ACTION ITEM A:
Name every organization that the article on milk alternatives cites as a source of information.
ACTION ITEM B:
Copy the part of the milk alternatives article that begins at the words "Other people have" and stops after the words "in Vitamin E.".

PASSAGE SHOWN:
Exploring the Pros and Cons of Milk Alternatives 

Shandra Martinez

| 3 min read

Asian woman with hygienic mask and rubber glove with shopping cart in grocery and looking for daily fresh milk to buy during covid-19 outbreak for preparation for a pandemic quarantine
If you order a latte made with coconut milk instead of cream from your favorite coffee shop, or you pour almond milk on your morning bowl of cereal these days, you’re not alone. After looking at the pros and cons of milk alternatives, many people have moved away from dairy products in recent years and have swapped in plant-based products instead.
This shift away from cow’s milk has happened for lots of reasons, the biggest of which is probably the growing attention to lactose intolerance. As people age, many find their bodies are not able to digest milk products – or specifically lactose, a type of sugar found naturally in milk and other milk products like ice cream and cheese. When people who have lactose intolerance drink milk or eat dairy products, they might have digestive issues like gas, bloating or diarrhea. About 68% of the world’s population has some form of lactose intolerance, according to the U.S. Department of Health and Human Services.
Other people have opted for milk alternatives for social or environmental reasons. Some may have adopted a vegan lifestyle, while others have turned away from meat or dairy products. Milk alternatives have become a billion-dollar industry in recent years. Let’s take a look at some of the most popular ones, and the pros and cons of each.
Almond milk. Leading the pack of dairy-free alternatives is almond milk. It’s got some good health benefits, according to the Cleveland Clinic. 
  • Rich in Vitamin E.
  • Lower in calories than cow’s milk.
  • Avoid if you have a nut allergy.
  • Low in protein and fiber.
  • Environmental sustainability is a concern, since 80% of almonds are produced in California, which faces drought issues, according to Earth.org, an environmental think tank.

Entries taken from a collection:

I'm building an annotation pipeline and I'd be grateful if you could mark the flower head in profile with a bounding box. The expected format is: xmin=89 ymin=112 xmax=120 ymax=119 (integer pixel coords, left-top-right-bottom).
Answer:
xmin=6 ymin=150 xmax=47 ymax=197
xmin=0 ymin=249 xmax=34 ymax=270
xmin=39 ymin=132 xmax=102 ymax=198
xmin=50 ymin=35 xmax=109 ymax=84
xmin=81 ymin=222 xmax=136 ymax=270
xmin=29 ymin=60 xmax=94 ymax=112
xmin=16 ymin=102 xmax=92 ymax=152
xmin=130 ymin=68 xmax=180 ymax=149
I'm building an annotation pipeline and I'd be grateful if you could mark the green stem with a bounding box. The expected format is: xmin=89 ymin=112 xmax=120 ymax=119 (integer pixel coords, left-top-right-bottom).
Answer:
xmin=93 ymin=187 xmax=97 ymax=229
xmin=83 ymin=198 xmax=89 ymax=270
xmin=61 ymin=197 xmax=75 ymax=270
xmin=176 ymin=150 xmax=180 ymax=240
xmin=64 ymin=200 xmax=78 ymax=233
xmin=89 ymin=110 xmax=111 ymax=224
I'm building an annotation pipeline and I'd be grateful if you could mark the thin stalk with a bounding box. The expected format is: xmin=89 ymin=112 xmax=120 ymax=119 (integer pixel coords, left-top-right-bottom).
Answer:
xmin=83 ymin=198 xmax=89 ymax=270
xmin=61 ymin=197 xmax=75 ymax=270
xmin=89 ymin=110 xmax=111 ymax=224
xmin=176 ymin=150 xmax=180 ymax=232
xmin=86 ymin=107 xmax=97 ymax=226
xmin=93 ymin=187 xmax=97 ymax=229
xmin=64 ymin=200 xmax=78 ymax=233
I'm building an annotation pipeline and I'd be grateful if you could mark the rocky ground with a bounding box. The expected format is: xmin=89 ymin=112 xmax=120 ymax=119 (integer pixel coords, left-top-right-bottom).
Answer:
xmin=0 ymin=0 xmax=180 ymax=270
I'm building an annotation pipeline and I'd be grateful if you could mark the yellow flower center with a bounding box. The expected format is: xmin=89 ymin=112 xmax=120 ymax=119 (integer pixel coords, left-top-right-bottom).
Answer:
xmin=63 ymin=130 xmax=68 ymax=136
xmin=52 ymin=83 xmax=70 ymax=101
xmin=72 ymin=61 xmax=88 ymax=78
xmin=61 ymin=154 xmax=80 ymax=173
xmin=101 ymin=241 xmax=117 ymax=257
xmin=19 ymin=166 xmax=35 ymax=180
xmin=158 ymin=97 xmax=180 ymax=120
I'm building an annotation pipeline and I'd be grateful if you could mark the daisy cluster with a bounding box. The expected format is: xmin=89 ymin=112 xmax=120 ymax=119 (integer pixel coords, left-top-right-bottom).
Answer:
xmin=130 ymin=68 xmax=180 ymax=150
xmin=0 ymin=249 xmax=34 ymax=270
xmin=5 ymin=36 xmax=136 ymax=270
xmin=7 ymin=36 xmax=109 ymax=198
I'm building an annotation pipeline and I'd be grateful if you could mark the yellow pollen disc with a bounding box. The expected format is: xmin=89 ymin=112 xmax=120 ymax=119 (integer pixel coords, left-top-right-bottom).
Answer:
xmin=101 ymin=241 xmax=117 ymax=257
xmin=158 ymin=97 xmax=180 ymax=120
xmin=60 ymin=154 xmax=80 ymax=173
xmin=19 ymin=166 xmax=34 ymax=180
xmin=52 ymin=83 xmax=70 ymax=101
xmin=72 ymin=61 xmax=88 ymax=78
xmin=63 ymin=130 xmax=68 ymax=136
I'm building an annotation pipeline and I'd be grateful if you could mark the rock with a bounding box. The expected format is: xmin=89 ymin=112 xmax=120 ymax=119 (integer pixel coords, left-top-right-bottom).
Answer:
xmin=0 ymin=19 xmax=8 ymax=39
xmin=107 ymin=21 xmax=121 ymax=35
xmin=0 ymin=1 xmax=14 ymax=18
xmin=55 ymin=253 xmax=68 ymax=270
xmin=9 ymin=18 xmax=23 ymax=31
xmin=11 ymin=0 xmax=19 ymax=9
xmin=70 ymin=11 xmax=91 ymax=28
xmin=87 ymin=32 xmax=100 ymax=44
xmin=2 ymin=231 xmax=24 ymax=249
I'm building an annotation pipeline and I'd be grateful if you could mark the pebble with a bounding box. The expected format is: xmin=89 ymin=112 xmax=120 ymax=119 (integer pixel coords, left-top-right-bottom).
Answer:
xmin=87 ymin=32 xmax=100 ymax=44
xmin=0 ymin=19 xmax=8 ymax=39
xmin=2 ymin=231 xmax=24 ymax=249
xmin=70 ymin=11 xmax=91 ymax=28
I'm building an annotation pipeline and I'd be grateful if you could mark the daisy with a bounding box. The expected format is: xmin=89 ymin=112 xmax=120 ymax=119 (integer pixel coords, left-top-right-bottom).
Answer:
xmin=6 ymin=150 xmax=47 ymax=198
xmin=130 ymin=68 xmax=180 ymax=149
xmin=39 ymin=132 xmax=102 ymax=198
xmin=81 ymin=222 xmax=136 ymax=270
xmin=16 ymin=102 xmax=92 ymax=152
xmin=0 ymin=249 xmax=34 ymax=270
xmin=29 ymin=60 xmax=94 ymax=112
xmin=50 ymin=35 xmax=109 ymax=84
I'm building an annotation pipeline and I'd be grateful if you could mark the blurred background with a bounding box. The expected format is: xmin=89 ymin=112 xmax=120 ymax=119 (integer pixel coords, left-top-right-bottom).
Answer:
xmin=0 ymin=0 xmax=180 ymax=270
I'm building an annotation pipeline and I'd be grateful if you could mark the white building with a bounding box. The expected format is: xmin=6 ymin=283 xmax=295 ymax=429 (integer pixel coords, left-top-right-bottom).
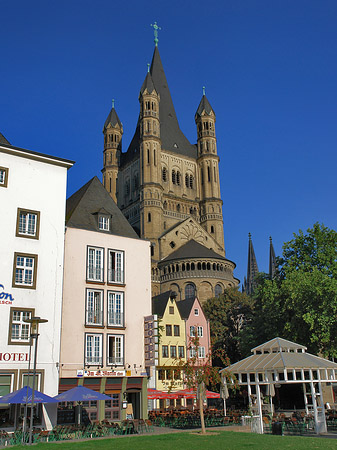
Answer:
xmin=59 ymin=177 xmax=151 ymax=423
xmin=0 ymin=134 xmax=73 ymax=428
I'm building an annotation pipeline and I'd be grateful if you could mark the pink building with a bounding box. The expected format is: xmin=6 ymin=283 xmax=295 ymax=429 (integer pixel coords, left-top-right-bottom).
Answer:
xmin=59 ymin=177 xmax=151 ymax=422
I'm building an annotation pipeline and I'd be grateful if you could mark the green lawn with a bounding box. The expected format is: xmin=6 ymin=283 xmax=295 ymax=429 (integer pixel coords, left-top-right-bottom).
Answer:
xmin=8 ymin=431 xmax=337 ymax=450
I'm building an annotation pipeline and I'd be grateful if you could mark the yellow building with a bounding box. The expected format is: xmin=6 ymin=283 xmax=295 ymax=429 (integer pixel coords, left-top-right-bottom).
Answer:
xmin=152 ymin=292 xmax=186 ymax=391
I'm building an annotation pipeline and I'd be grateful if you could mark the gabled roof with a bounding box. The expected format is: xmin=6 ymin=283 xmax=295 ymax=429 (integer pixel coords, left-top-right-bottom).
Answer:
xmin=121 ymin=47 xmax=197 ymax=165
xmin=0 ymin=133 xmax=11 ymax=145
xmin=66 ymin=177 xmax=139 ymax=239
xmin=103 ymin=107 xmax=123 ymax=133
xmin=152 ymin=291 xmax=172 ymax=317
xmin=195 ymin=95 xmax=215 ymax=116
xmin=160 ymin=239 xmax=226 ymax=263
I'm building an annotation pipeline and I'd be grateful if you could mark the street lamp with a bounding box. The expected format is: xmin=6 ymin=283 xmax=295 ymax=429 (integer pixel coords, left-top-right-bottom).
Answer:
xmin=24 ymin=317 xmax=48 ymax=445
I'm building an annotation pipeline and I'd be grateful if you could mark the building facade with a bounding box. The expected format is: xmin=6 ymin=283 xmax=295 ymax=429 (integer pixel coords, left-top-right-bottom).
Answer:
xmin=60 ymin=177 xmax=151 ymax=421
xmin=0 ymin=135 xmax=73 ymax=428
xmin=102 ymin=46 xmax=238 ymax=302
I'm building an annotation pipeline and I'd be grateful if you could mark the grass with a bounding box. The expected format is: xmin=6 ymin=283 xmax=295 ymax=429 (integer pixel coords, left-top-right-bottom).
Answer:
xmin=9 ymin=431 xmax=337 ymax=450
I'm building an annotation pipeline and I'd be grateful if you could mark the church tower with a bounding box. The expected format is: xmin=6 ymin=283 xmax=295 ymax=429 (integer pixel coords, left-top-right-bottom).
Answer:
xmin=102 ymin=28 xmax=239 ymax=302
xmin=102 ymin=100 xmax=123 ymax=203
xmin=194 ymin=88 xmax=224 ymax=249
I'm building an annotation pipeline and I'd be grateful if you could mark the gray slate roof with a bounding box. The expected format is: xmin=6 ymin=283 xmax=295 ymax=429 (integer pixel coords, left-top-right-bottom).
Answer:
xmin=66 ymin=177 xmax=139 ymax=239
xmin=160 ymin=239 xmax=226 ymax=263
xmin=103 ymin=108 xmax=123 ymax=133
xmin=195 ymin=95 xmax=215 ymax=116
xmin=0 ymin=133 xmax=11 ymax=145
xmin=121 ymin=47 xmax=197 ymax=166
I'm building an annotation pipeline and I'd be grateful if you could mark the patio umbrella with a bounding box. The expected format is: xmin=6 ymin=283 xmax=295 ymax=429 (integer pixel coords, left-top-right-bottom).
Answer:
xmin=54 ymin=386 xmax=111 ymax=402
xmin=0 ymin=386 xmax=60 ymax=404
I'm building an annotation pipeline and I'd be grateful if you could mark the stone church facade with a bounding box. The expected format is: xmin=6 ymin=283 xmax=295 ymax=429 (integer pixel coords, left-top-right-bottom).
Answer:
xmin=102 ymin=45 xmax=238 ymax=302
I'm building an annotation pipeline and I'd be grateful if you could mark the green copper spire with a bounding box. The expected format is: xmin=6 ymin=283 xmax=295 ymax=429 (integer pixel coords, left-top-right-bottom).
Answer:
xmin=151 ymin=22 xmax=161 ymax=47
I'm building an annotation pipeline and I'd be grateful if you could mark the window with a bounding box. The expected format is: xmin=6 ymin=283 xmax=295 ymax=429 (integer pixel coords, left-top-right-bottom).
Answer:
xmin=8 ymin=308 xmax=34 ymax=345
xmin=16 ymin=208 xmax=40 ymax=239
xmin=170 ymin=345 xmax=177 ymax=358
xmin=85 ymin=289 xmax=103 ymax=325
xmin=108 ymin=250 xmax=124 ymax=283
xmin=13 ymin=253 xmax=37 ymax=289
xmin=107 ymin=334 xmax=124 ymax=366
xmin=84 ymin=333 xmax=103 ymax=366
xmin=108 ymin=292 xmax=124 ymax=327
xmin=87 ymin=247 xmax=104 ymax=281
xmin=198 ymin=347 xmax=205 ymax=358
xmin=185 ymin=283 xmax=195 ymax=299
xmin=0 ymin=167 xmax=8 ymax=187
xmin=98 ymin=215 xmax=109 ymax=231
xmin=178 ymin=345 xmax=185 ymax=358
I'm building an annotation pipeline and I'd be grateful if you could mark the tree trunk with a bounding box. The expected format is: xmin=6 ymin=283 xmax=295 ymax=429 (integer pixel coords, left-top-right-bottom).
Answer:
xmin=198 ymin=383 xmax=206 ymax=434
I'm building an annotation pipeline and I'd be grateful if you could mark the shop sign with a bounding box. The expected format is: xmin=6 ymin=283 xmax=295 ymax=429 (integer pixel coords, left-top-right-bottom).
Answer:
xmin=0 ymin=353 xmax=29 ymax=362
xmin=144 ymin=315 xmax=158 ymax=367
xmin=77 ymin=370 xmax=125 ymax=378
xmin=0 ymin=284 xmax=14 ymax=305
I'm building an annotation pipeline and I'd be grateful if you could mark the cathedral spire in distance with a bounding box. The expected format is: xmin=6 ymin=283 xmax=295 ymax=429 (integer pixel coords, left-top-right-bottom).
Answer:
xmin=269 ymin=236 xmax=277 ymax=279
xmin=244 ymin=233 xmax=259 ymax=295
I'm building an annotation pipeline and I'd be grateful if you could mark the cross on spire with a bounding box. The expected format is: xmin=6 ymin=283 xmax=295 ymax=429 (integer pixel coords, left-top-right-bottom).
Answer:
xmin=151 ymin=22 xmax=161 ymax=47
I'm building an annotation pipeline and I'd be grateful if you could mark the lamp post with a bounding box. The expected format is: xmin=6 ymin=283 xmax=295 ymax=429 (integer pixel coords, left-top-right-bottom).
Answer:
xmin=25 ymin=317 xmax=48 ymax=445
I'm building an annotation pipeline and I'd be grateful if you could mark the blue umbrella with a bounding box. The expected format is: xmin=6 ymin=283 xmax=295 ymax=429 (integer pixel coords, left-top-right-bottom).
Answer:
xmin=0 ymin=386 xmax=59 ymax=404
xmin=54 ymin=386 xmax=111 ymax=402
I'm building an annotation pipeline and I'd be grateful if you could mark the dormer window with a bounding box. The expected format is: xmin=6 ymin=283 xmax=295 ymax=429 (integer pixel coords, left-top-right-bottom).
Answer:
xmin=98 ymin=215 xmax=109 ymax=231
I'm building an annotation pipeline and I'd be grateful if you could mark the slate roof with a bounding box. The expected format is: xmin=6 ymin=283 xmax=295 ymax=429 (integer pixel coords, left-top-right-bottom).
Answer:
xmin=103 ymin=107 xmax=123 ymax=133
xmin=0 ymin=133 xmax=11 ymax=145
xmin=66 ymin=177 xmax=139 ymax=239
xmin=152 ymin=291 xmax=172 ymax=317
xmin=121 ymin=47 xmax=197 ymax=166
xmin=195 ymin=95 xmax=215 ymax=116
xmin=160 ymin=239 xmax=227 ymax=263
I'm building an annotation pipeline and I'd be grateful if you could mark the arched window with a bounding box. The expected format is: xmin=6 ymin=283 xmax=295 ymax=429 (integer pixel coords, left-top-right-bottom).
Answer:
xmin=214 ymin=284 xmax=222 ymax=297
xmin=185 ymin=283 xmax=195 ymax=299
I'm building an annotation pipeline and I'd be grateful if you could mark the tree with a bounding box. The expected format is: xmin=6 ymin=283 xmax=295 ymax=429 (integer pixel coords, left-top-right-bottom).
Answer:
xmin=243 ymin=223 xmax=337 ymax=358
xmin=203 ymin=288 xmax=254 ymax=364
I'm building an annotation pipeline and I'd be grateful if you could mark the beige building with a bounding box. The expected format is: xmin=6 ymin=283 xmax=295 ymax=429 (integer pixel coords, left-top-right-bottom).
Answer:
xmin=59 ymin=177 xmax=151 ymax=422
xmin=102 ymin=46 xmax=238 ymax=302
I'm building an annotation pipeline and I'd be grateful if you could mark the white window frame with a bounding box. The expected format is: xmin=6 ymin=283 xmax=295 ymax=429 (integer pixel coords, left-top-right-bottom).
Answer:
xmin=108 ymin=249 xmax=124 ymax=284
xmin=106 ymin=334 xmax=124 ymax=366
xmin=84 ymin=333 xmax=103 ymax=366
xmin=85 ymin=289 xmax=103 ymax=326
xmin=107 ymin=291 xmax=124 ymax=327
xmin=87 ymin=246 xmax=104 ymax=282
xmin=8 ymin=307 xmax=34 ymax=345
xmin=98 ymin=214 xmax=110 ymax=231
xmin=198 ymin=346 xmax=205 ymax=359
xmin=13 ymin=253 xmax=38 ymax=289
xmin=16 ymin=208 xmax=40 ymax=239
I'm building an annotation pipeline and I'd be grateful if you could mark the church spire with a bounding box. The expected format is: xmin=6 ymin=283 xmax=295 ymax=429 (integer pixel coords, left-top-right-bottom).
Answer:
xmin=269 ymin=236 xmax=277 ymax=279
xmin=244 ymin=233 xmax=259 ymax=295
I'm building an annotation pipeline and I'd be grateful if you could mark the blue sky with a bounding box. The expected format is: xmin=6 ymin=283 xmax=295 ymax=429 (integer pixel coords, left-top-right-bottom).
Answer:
xmin=0 ymin=0 xmax=337 ymax=286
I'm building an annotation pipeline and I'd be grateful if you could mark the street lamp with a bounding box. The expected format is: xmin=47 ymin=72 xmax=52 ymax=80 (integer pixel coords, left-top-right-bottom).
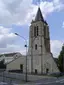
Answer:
xmin=15 ymin=33 xmax=27 ymax=82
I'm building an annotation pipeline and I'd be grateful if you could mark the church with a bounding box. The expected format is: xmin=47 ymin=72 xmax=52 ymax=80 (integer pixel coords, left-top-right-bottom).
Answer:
xmin=7 ymin=8 xmax=59 ymax=74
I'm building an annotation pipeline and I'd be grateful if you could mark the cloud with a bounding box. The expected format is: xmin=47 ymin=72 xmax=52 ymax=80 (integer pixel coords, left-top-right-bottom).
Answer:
xmin=51 ymin=40 xmax=63 ymax=57
xmin=0 ymin=0 xmax=64 ymax=25
xmin=62 ymin=22 xmax=64 ymax=28
xmin=0 ymin=26 xmax=26 ymax=54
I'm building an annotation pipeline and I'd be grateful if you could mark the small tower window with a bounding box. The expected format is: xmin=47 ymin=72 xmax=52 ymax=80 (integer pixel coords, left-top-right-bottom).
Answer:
xmin=34 ymin=26 xmax=38 ymax=37
xmin=35 ymin=44 xmax=37 ymax=50
xmin=34 ymin=27 xmax=36 ymax=37
xmin=37 ymin=26 xmax=38 ymax=36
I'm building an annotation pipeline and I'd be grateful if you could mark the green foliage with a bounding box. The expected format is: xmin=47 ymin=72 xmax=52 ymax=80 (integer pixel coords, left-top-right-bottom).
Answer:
xmin=58 ymin=45 xmax=64 ymax=72
xmin=0 ymin=59 xmax=6 ymax=69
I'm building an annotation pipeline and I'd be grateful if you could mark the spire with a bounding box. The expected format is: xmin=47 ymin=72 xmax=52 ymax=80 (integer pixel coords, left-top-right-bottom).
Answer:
xmin=35 ymin=8 xmax=44 ymax=21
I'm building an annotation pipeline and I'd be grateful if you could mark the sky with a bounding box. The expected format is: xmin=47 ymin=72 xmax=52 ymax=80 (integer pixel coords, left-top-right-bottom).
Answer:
xmin=0 ymin=0 xmax=64 ymax=57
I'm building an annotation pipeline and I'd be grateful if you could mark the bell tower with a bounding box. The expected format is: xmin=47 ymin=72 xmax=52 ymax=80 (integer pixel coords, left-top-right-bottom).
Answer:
xmin=28 ymin=8 xmax=58 ymax=73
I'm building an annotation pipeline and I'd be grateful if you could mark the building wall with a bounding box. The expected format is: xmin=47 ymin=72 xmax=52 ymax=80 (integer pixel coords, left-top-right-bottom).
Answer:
xmin=7 ymin=56 xmax=31 ymax=72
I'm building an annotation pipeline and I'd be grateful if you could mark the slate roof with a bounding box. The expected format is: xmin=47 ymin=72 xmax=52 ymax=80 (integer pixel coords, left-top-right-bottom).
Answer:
xmin=35 ymin=8 xmax=44 ymax=21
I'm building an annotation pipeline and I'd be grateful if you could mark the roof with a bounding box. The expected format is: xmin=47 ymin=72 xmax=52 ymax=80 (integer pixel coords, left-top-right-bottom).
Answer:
xmin=35 ymin=8 xmax=44 ymax=21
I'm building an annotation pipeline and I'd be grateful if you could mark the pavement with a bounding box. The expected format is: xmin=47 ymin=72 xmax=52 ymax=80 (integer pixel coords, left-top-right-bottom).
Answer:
xmin=18 ymin=77 xmax=64 ymax=85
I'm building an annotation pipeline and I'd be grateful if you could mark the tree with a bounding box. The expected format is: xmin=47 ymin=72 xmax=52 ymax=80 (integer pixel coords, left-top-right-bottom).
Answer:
xmin=0 ymin=59 xmax=6 ymax=69
xmin=58 ymin=44 xmax=64 ymax=72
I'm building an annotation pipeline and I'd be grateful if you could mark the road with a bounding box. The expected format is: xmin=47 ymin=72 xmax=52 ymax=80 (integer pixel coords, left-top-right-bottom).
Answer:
xmin=0 ymin=73 xmax=64 ymax=85
xmin=33 ymin=77 xmax=64 ymax=85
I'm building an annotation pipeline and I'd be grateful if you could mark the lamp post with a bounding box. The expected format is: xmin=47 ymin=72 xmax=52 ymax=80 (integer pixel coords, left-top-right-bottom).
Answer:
xmin=15 ymin=33 xmax=27 ymax=82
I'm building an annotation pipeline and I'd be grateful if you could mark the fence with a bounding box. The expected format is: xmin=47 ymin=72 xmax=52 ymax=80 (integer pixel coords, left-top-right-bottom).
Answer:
xmin=0 ymin=70 xmax=25 ymax=85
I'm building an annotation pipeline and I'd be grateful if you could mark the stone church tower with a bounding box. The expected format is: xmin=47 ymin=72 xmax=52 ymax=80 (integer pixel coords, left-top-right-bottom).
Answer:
xmin=28 ymin=8 xmax=59 ymax=74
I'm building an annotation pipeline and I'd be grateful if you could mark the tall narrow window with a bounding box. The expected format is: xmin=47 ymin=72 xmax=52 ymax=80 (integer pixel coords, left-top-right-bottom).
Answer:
xmin=35 ymin=44 xmax=37 ymax=50
xmin=34 ymin=26 xmax=38 ymax=37
xmin=37 ymin=26 xmax=38 ymax=36
xmin=34 ymin=27 xmax=36 ymax=37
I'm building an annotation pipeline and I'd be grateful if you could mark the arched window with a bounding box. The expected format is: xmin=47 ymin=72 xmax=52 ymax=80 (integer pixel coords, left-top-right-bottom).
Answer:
xmin=34 ymin=26 xmax=38 ymax=37
xmin=37 ymin=26 xmax=38 ymax=36
xmin=35 ymin=44 xmax=37 ymax=50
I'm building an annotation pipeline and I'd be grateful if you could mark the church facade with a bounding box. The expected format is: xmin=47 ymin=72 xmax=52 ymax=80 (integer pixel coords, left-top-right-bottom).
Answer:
xmin=7 ymin=8 xmax=59 ymax=74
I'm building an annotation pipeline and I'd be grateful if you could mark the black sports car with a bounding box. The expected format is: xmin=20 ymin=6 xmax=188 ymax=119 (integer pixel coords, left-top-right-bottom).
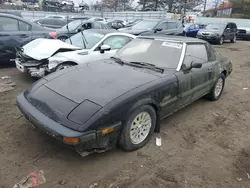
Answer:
xmin=56 ymin=20 xmax=111 ymax=41
xmin=0 ymin=13 xmax=57 ymax=64
xmin=119 ymin=19 xmax=183 ymax=35
xmin=17 ymin=36 xmax=232 ymax=154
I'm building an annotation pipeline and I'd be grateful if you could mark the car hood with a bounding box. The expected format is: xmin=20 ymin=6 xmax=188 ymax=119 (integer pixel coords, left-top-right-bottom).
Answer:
xmin=238 ymin=27 xmax=250 ymax=31
xmin=120 ymin=27 xmax=150 ymax=35
xmin=200 ymin=29 xmax=221 ymax=33
xmin=44 ymin=60 xmax=159 ymax=107
xmin=50 ymin=49 xmax=89 ymax=59
xmin=22 ymin=39 xmax=81 ymax=61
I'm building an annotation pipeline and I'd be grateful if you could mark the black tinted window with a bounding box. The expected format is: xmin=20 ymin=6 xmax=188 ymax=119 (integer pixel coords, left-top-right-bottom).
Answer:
xmin=93 ymin=22 xmax=104 ymax=29
xmin=157 ymin=22 xmax=168 ymax=30
xmin=103 ymin=35 xmax=131 ymax=50
xmin=0 ymin=17 xmax=19 ymax=31
xmin=183 ymin=44 xmax=208 ymax=67
xmin=115 ymin=39 xmax=182 ymax=69
xmin=19 ymin=21 xmax=31 ymax=31
xmin=167 ymin=22 xmax=177 ymax=29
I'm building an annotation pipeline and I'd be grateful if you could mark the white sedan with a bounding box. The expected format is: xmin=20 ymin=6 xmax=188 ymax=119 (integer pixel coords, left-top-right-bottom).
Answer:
xmin=15 ymin=29 xmax=135 ymax=78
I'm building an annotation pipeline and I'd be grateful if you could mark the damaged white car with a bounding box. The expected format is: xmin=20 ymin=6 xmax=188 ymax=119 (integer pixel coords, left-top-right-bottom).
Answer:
xmin=15 ymin=29 xmax=135 ymax=79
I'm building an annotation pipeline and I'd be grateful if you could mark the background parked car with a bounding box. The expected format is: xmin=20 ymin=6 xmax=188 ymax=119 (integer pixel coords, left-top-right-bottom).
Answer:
xmin=16 ymin=29 xmax=135 ymax=78
xmin=0 ymin=14 xmax=56 ymax=63
xmin=197 ymin=22 xmax=238 ymax=44
xmin=56 ymin=20 xmax=110 ymax=41
xmin=107 ymin=20 xmax=125 ymax=30
xmin=120 ymin=19 xmax=183 ymax=35
xmin=184 ymin=23 xmax=206 ymax=37
xmin=34 ymin=18 xmax=69 ymax=29
xmin=237 ymin=23 xmax=250 ymax=40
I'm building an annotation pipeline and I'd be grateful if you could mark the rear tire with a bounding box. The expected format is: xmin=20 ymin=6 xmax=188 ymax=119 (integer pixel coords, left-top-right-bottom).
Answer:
xmin=218 ymin=36 xmax=224 ymax=45
xmin=55 ymin=63 xmax=74 ymax=72
xmin=119 ymin=105 xmax=156 ymax=151
xmin=230 ymin=35 xmax=236 ymax=43
xmin=206 ymin=73 xmax=226 ymax=101
xmin=58 ymin=37 xmax=68 ymax=42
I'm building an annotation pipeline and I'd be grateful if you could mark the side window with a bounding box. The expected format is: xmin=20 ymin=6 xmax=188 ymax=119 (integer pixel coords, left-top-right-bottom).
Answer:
xmin=167 ymin=22 xmax=177 ymax=29
xmin=194 ymin=24 xmax=200 ymax=29
xmin=157 ymin=22 xmax=168 ymax=30
xmin=207 ymin=43 xmax=216 ymax=61
xmin=183 ymin=44 xmax=208 ymax=67
xmin=0 ymin=17 xmax=19 ymax=31
xmin=82 ymin=23 xmax=92 ymax=29
xmin=103 ymin=35 xmax=132 ymax=50
xmin=19 ymin=21 xmax=31 ymax=31
xmin=93 ymin=22 xmax=103 ymax=29
xmin=188 ymin=25 xmax=195 ymax=29
xmin=231 ymin=23 xmax=237 ymax=29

EXERCISE ANSWER A:
- U.S. Department of Health and Human Services
- Cleveland Clinic
- Earth.org

EXERCISE ANSWER B:
Other people have opted for milk alternatives for social or environmental reasons. Some may have adopted a vegan lifestyle, while others have turned away from meat or dairy products. Milk alternatives have become a billion-dollar industry in recent years. Let’s take a look at some of the most popular ones, and the pros and cons of each.
Almond milk. Leading the pack of dairy-free alternatives is almond milk. It’s got some good health benefits, according to the Cleveland Clinic. 
  • Rich in Vitamin E.